What you have to do ▸ Copy all of the material below word for word, leaving the pictures out of your copy.

Dataset records ▸
---
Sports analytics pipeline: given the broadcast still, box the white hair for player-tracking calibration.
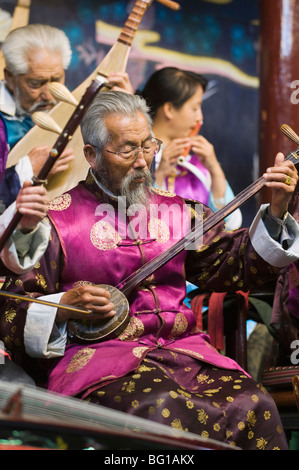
[81,91,152,151]
[2,24,72,76]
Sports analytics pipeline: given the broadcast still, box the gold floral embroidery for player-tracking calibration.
[119,317,144,341]
[35,274,47,290]
[49,193,72,211]
[4,308,17,323]
[90,220,121,251]
[122,380,135,393]
[197,409,209,424]
[256,437,268,450]
[196,374,214,384]
[151,188,176,197]
[148,218,170,244]
[73,281,94,289]
[170,312,188,338]
[175,348,204,359]
[66,348,96,374]
[132,346,148,358]
[247,411,256,426]
[171,418,188,432]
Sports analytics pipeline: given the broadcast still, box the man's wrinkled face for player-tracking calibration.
[85,113,153,205]
[5,49,65,114]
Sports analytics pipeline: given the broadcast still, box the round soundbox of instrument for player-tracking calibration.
[68,284,129,342]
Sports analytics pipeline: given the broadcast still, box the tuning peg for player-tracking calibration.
[158,0,181,10]
[49,82,78,106]
[280,124,299,145]
[32,112,62,134]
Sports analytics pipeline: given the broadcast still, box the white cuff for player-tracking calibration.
[249,204,299,268]
[0,202,51,274]
[15,155,34,187]
[24,292,67,359]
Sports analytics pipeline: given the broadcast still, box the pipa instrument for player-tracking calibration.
[7,0,179,199]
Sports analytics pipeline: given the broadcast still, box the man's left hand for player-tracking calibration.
[263,153,298,219]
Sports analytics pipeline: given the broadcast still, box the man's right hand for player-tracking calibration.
[56,285,116,322]
[28,146,74,176]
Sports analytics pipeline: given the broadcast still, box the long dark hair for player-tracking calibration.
[137,67,208,117]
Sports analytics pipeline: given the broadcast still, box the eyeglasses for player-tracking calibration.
[106,137,163,163]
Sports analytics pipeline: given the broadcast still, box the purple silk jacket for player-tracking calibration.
[0,119,8,183]
[0,175,282,396]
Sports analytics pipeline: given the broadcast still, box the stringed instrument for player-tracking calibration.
[7,0,180,199]
[0,380,240,452]
[0,75,109,252]
[0,124,299,342]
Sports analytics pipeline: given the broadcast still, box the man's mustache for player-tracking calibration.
[29,100,57,114]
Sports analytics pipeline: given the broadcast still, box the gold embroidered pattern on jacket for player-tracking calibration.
[90,220,121,251]
[66,348,96,374]
[49,193,72,211]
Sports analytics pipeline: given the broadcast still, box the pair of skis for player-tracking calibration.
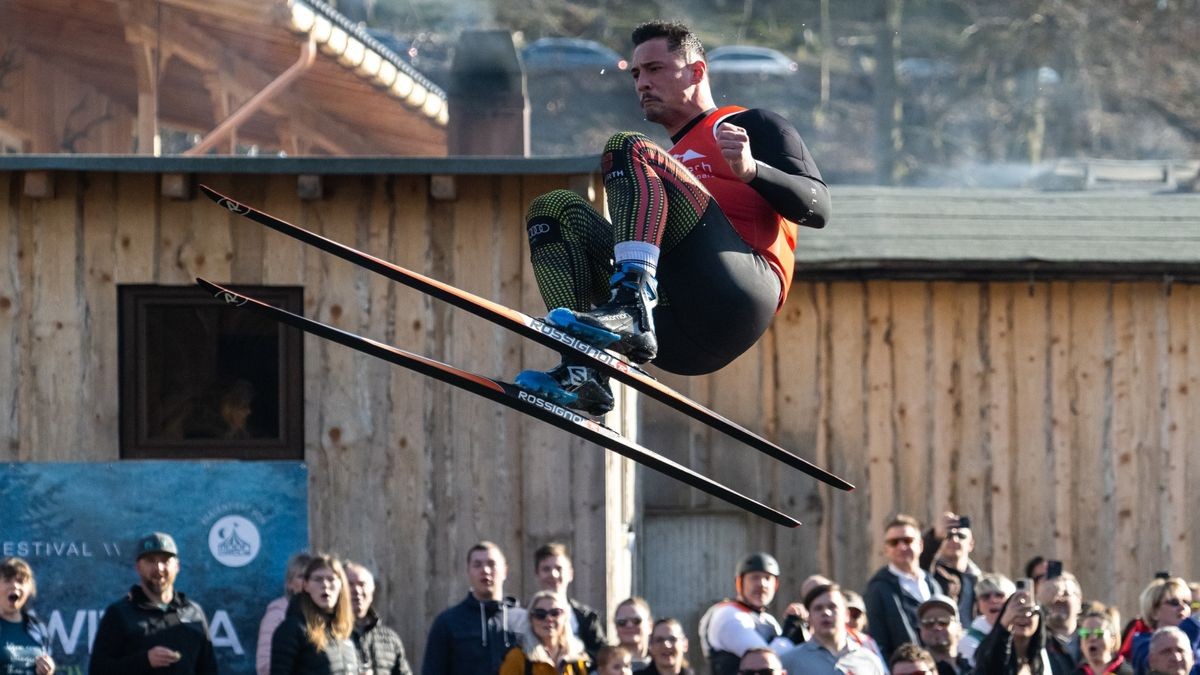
[197,185,854,527]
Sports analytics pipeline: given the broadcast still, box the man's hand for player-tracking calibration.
[146,646,184,668]
[716,123,758,183]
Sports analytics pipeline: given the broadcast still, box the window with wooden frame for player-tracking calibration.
[118,286,304,460]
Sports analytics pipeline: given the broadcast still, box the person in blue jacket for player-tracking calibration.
[421,542,528,675]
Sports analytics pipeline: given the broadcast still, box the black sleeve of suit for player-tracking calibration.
[728,108,833,228]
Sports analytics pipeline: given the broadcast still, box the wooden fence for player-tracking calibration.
[0,165,1200,658]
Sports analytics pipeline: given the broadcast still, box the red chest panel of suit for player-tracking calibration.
[671,106,797,306]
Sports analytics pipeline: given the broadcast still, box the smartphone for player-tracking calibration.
[1046,560,1062,579]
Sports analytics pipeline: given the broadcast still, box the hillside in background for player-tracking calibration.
[338,0,1200,184]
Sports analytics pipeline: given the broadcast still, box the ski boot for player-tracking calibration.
[546,263,659,364]
[515,357,613,417]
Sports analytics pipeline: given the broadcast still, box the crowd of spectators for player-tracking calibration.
[0,513,1200,675]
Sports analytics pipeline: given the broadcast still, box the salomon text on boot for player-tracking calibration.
[515,358,613,417]
[546,263,659,363]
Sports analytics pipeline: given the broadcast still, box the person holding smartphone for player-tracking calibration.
[974,586,1052,675]
[920,510,983,622]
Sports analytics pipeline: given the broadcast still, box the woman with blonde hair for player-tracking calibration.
[612,596,654,670]
[499,591,588,675]
[254,552,312,675]
[271,555,359,675]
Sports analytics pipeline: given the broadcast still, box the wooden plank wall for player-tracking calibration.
[642,280,1200,638]
[0,172,636,664]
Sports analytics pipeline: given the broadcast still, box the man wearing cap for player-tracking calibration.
[917,596,971,675]
[89,532,217,675]
[863,514,942,661]
[780,584,884,675]
[700,552,792,675]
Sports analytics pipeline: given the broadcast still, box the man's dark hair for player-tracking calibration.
[803,584,846,609]
[533,542,571,572]
[632,22,704,60]
[888,643,937,670]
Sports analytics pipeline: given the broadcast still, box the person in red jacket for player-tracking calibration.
[516,22,830,414]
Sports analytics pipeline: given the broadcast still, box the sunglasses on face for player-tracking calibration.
[529,607,566,621]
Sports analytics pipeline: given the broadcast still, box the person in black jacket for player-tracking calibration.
[346,561,413,675]
[89,532,217,675]
[974,589,1051,675]
[863,514,942,662]
[271,555,359,675]
[421,542,527,675]
[533,543,608,661]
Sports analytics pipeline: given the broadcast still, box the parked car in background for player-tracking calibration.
[521,37,629,71]
[707,44,799,74]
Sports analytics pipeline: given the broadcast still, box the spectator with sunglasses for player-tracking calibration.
[1075,603,1133,675]
[974,590,1051,675]
[863,514,942,659]
[736,647,787,675]
[917,596,971,675]
[612,596,654,671]
[533,542,608,659]
[1132,574,1200,675]
[888,643,935,675]
[920,512,983,619]
[779,584,883,675]
[634,619,695,675]
[959,574,1016,667]
[499,591,588,675]
[1036,563,1084,674]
---
Task solution ▸
Sports analytics pipeline: given the broadcast still, box the white hair for player-tracking calibration.
[81,91,152,151]
[2,24,72,76]
Sports analytics pipeline: given the broadcast still, box the gold floral embroidery for player-tracking calibration.
[119,317,144,341]
[35,274,47,290]
[49,193,72,211]
[4,308,17,323]
[90,220,121,251]
[122,380,135,393]
[197,409,209,424]
[256,437,268,450]
[196,374,214,384]
[151,188,176,197]
[148,218,170,244]
[73,281,94,289]
[170,312,188,338]
[175,348,204,359]
[66,348,96,374]
[132,346,148,358]
[247,411,256,426]
[171,418,188,432]
Sports analytics pipeline: given the broadcast still, box the man's wrinkled face for player-tracking calibration.
[85,113,153,205]
[5,49,65,114]
Sports analytics pipeline: given the broadcast still, box the round soundbox of instrument for player-tracking calibration.
[68,284,129,342]
Sports analytics pipeline: given the broadcast still, box the tuning peg for player-tracking calibration.
[158,0,181,10]
[49,82,78,106]
[280,124,299,145]
[32,112,62,134]
Sports analytics pipeline: given the broadcast still, box the white cuff for player-tracking calibration.
[249,204,299,268]
[0,202,51,274]
[15,155,34,187]
[24,292,67,359]
Sports analytics pipeline: given the broadcast still, box the pipa instrument for player-tracking calibration.
[7,0,179,199]
Sports analytics pipeline: given the broadcast still, box the man's left hand for player-tracking calibration.
[263,153,298,219]
Sports analytics pipeline: given the broadcast still, box the man's right hand for player-tracking calibration.
[56,285,116,322]
[28,146,74,176]
Sports analytics pipeline: given the broadcast still, box the long dark hair for player-tracking calibration.
[137,67,208,117]
Sports analytics pipeline: given the broadcast still, box the eyeglasses for player-tracking calibration.
[106,137,163,163]
Sports analytics pipeline: given the broadcast still, box the purple silk jacket for player-tracking calibration.
[0,119,8,183]
[0,175,282,396]
Sports analytics pipeline: given the broadcast still, box the stringed instrument for player-tracking calibration.
[7,0,180,199]
[0,380,240,452]
[0,75,109,252]
[0,124,299,342]
Sports analytics pipeline: given the broadcast still, box the man's mustache for player-tracking calibration.
[29,100,57,114]
Sports analytics pipeline: given the broadcast still, box the gold embroidered pattern on jacket for player-tracking calibration.
[90,220,121,251]
[66,348,96,374]
[49,193,72,211]
Sports analytics pipeline: given the broadcast still, box the pair of skis for player-tracking calibration.
[197,185,854,527]
Sports analytics pipeline: given the broadcast still, box the man's hand for player-tracking calibration.
[146,646,184,668]
[716,123,758,183]
Sports analytics pipeline: given the broadcast still, box the window with wooden frame for player-tracking calibration.
[118,286,304,460]
Sports analytics pipeline: given the broadcast still, box the person in blue jacket for player-tracking calibration.
[421,542,528,675]
Sports analytics pipeline: given the broadcast still, box the black sleeve of suit for player-tracking calibration.
[728,108,833,228]
Sports analytics pipeline: given the broadcast still, box the wooden fence for player-tracking calibration.
[0,165,1200,658]
Sports analytics pipeline: given the broadcast still, box the red chest panel of suit for player-tracking calibration.
[671,106,797,306]
Sports analytics pipeline: given the broadcast still, box the smartphone for player-tracking calibration.
[1046,560,1062,579]
Sports analytics pipeline: given the broadcast still, box the hillside in background for player-tracking calibration.
[338,0,1200,184]
Sports analytics pipeline: given the broadcast still, box the ski boot for player-tracking calibration.
[546,263,659,364]
[515,357,613,417]
Sports analytics pipeline: given the broadcast still, box the crowd of spectators for player-tracking calibration.
[0,513,1200,675]
Sports analytics pipeline: given the broadcast still, box the salomon text on boot for player-tracking calibration.
[515,358,613,417]
[546,263,659,363]
Sports analytics pipeline: given the broadcast still, box the person holding smartphone for player-tracking calibration.
[974,586,1052,675]
[920,510,983,622]
Sports analytics pipeline: given the broadcast still, box the woman with blonde hair for player-tracking calibration.
[612,596,654,670]
[499,591,588,675]
[254,552,312,675]
[271,555,359,675]
Sports analytics pipeline: given the broadcast still, box the wooden plank wall for player-tracking calibration.
[642,280,1200,638]
[0,172,636,664]
Sports analytics pipeline: given the broadcast still, box the man wearing cap for player-tracking calibration.
[917,596,971,675]
[89,532,217,675]
[863,514,942,661]
[780,584,884,675]
[700,552,792,675]
Sports analytics pipeline: given the broadcast still, box the man's dark hair for player-tracking calibration.
[803,584,846,609]
[533,542,571,572]
[632,22,704,60]
[888,643,937,670]
Sports analytics pipeline: given the broadcast still, box the person in red jacket for player-tracking calibration.
[516,22,830,414]
Sports analytics pipeline: given the broadcast still, box the sunglasses on face for player-tracking calibration.
[529,607,566,621]
Sports analytics pipeline: given the broadcast still, box the person in black jacket for player-tracking calibration.
[346,561,413,675]
[89,532,217,675]
[974,589,1051,675]
[863,514,942,662]
[271,555,359,675]
[421,542,527,675]
[533,543,608,661]
Sports analytics pipeline: given the broadcast still, box the parked car in background for player-tracking calibration.
[521,37,629,71]
[707,44,799,74]
Sports analytics pipeline: given the broadcast still, box the spectator with sunglasses for player-tracking calibration.
[1075,603,1133,675]
[974,590,1051,675]
[863,514,942,659]
[736,647,787,675]
[917,596,971,675]
[612,596,654,671]
[533,542,608,659]
[1132,574,1200,675]
[888,643,935,675]
[920,512,983,619]
[779,584,883,675]
[634,619,695,675]
[959,574,1016,667]
[499,591,588,675]
[1036,563,1084,674]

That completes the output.